*Stated problem*:
Repeat the material in full. Keep every line exactly as it is.

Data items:
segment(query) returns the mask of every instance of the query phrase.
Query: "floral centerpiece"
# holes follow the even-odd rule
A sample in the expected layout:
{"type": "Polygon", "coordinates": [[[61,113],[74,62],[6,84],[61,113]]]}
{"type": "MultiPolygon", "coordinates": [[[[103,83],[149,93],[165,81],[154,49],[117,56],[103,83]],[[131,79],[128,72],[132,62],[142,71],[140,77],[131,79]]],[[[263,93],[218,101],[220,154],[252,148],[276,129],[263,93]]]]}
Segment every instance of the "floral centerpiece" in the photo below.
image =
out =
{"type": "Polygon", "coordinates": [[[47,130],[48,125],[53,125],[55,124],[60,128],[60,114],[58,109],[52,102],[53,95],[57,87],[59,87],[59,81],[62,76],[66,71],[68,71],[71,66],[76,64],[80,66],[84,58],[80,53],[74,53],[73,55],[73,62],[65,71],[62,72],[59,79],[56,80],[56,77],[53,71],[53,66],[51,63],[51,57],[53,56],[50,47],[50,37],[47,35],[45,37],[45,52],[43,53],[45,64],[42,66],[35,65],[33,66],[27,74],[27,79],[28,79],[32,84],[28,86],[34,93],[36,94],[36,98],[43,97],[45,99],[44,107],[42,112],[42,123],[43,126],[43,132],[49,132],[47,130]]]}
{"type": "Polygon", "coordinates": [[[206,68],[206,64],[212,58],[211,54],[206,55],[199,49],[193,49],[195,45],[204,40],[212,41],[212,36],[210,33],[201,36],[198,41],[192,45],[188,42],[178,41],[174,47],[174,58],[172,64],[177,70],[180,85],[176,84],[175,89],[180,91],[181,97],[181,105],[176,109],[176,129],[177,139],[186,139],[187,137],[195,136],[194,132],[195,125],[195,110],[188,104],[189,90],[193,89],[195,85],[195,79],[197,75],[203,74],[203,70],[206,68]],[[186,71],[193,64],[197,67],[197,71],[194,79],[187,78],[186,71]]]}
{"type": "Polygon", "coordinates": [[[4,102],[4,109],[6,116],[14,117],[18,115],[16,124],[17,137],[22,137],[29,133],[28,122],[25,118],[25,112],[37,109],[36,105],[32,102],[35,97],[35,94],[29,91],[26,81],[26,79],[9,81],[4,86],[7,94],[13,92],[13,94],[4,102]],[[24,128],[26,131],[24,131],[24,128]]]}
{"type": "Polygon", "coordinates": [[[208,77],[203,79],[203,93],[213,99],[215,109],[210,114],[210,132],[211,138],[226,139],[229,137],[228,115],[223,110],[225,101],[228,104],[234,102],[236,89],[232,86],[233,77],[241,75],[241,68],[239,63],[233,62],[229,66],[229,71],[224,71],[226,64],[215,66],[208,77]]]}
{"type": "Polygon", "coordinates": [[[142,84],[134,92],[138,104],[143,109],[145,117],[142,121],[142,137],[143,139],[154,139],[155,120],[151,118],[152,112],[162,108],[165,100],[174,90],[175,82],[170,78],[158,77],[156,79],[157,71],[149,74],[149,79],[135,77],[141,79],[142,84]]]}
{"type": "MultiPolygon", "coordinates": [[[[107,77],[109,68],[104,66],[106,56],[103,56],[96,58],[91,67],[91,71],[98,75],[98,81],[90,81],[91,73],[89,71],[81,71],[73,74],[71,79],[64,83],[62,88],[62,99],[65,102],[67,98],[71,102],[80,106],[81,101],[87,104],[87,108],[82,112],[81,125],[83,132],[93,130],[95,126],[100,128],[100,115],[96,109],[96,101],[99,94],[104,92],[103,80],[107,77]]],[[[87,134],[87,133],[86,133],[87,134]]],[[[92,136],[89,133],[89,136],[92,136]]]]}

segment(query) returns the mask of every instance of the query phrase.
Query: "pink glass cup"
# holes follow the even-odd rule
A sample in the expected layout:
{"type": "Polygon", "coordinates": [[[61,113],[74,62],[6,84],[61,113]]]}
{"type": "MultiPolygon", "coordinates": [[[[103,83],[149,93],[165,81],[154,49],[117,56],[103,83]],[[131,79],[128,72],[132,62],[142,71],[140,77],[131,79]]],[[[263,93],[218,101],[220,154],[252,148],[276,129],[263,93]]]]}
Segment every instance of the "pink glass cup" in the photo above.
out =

*Response to this exercise*:
segment(query) returns the mask of every instance of the query phrase.
Query: "floral centerpiece"
# holes follow the even-odd rule
A sample in the expected layout:
{"type": "Polygon", "coordinates": [[[61,113],[74,62],[6,84],[61,113]]]}
{"type": "MultiPolygon", "coordinates": [[[[103,83],[149,93],[165,81],[154,49],[117,56],[103,83]],[[131,79],[128,72],[132,62],[142,71],[140,77],[131,79]]],[[[263,93],[218,101],[220,154],[252,148],[276,129],[263,93]]]]}
Segment every instance of the "floral centerpiece" in the photo below.
image =
out =
{"type": "Polygon", "coordinates": [[[47,130],[48,125],[53,125],[55,124],[60,128],[60,114],[58,109],[52,102],[53,95],[57,87],[59,87],[59,81],[62,76],[66,71],[68,71],[71,66],[76,64],[80,66],[84,58],[80,53],[74,53],[73,55],[73,62],[65,71],[62,72],[59,79],[56,80],[56,77],[53,71],[53,66],[51,63],[51,57],[53,56],[50,47],[50,37],[47,35],[45,37],[45,52],[43,53],[45,64],[42,66],[35,65],[33,66],[27,74],[27,79],[28,79],[32,84],[28,86],[34,93],[36,94],[36,98],[43,97],[45,99],[44,107],[42,112],[42,123],[43,126],[43,132],[49,132],[47,130]]]}
{"type": "Polygon", "coordinates": [[[206,68],[206,64],[212,58],[211,54],[206,55],[199,49],[193,49],[195,45],[204,40],[212,41],[212,36],[210,33],[201,36],[198,41],[192,45],[188,42],[178,41],[174,47],[174,58],[172,64],[177,70],[180,85],[176,84],[175,89],[180,91],[181,97],[181,105],[176,109],[176,129],[177,139],[186,139],[187,137],[195,136],[194,132],[195,125],[195,110],[188,104],[189,90],[193,89],[195,85],[195,79],[197,75],[203,74],[203,70],[206,68]],[[186,71],[193,64],[197,67],[197,71],[194,79],[187,78],[186,71]]]}
{"type": "Polygon", "coordinates": [[[4,102],[4,109],[6,116],[14,117],[18,115],[16,124],[17,137],[22,137],[29,133],[28,122],[25,118],[25,112],[37,109],[36,105],[32,102],[35,97],[35,94],[29,91],[26,81],[26,79],[9,81],[4,86],[7,94],[13,92],[13,94],[4,102]],[[24,128],[26,131],[24,131],[24,128]]]}
{"type": "Polygon", "coordinates": [[[208,77],[203,79],[203,93],[213,99],[215,109],[210,114],[210,132],[211,138],[226,139],[229,137],[228,115],[223,110],[225,101],[228,104],[234,102],[236,89],[232,86],[233,77],[241,75],[241,68],[239,63],[233,62],[229,66],[229,71],[224,71],[226,64],[215,66],[208,77]]]}
{"type": "Polygon", "coordinates": [[[142,84],[134,92],[138,104],[143,109],[145,117],[142,121],[142,137],[143,139],[154,139],[155,120],[151,118],[152,112],[162,108],[165,100],[174,90],[175,82],[170,78],[158,77],[156,79],[157,71],[149,74],[149,79],[135,77],[141,79],[142,84]]]}
{"type": "MultiPolygon", "coordinates": [[[[107,77],[109,68],[104,66],[106,56],[103,56],[96,58],[91,67],[91,71],[98,75],[98,81],[90,81],[91,73],[89,71],[81,71],[73,74],[71,79],[64,83],[62,88],[62,99],[65,102],[67,98],[71,102],[80,106],[81,101],[87,104],[87,108],[82,112],[81,125],[83,132],[93,130],[95,126],[100,128],[100,115],[96,109],[96,101],[99,94],[104,92],[103,80],[107,77]]],[[[87,134],[87,133],[86,133],[87,134]]],[[[92,136],[89,133],[89,136],[92,136]]]]}

segment(query) returns the mask of every instance of the query phrase.
Query: "pink glass cup"
# holes follow the even-odd rule
A sample in the expected layout:
{"type": "Polygon", "coordinates": [[[61,113],[74,62],[6,84],[61,113]]]}
{"type": "MultiPolygon", "coordinates": [[[[103,83],[149,93],[165,81],[154,49],[117,56],[103,83]],[[131,79],[128,72],[132,62],[142,71],[140,77],[131,79]]],[[[263,93],[218,101],[220,154],[252,148],[276,129],[263,93]]]]}
Segment every instance of the "pink glass cup" in the photo above.
out =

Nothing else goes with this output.